* _TASK TO CARRY OUT_
Put each line of text in the records below into a JSON list of strings, one string per line and no blank lines. Leave the pictures out.

* * *

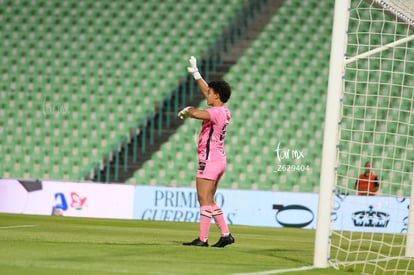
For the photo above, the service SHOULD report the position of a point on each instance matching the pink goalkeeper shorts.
(211, 170)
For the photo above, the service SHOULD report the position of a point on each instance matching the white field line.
(278, 271)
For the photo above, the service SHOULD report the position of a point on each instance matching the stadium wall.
(241, 207)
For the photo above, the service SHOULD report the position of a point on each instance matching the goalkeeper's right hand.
(193, 68)
(184, 113)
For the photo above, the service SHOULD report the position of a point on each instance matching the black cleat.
(197, 242)
(223, 241)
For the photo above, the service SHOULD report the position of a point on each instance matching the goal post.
(369, 119)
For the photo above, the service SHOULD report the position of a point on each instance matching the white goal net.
(373, 178)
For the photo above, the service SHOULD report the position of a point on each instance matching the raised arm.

* * *

* _FULL RESPONSE_
[
  "For the photo above, the service SHOULD report the position of a point on each instance matching the pink goalkeeper shorts.",
  "(211, 170)",
  "For the photo above, the service SHOULD report the position of a point on each instance matching the white field line.",
  "(278, 271)",
  "For the photo above, the service SHOULD report the position of a point on each instance matching the stadium wall.",
  "(241, 207)",
  "For the photo above, the service SHOULD report the position of a point on each instance matching the goalkeeper's right hand.",
  "(193, 68)",
  "(184, 113)",
  "For the photo above, the service SHOULD report the position of a point on each instance matching the black cleat.",
  "(197, 242)",
  "(223, 241)",
  "For the photo above, the service SHOULD report the position of a point on each instance matching the goal post.",
  "(369, 119)",
  "For the photo above, the service SHOULD report the position of a point on each instance matching the white goal net.",
  "(373, 178)",
  "For the photo above, the service SHOULD report the position of a point on each instance matching the raised arm."
]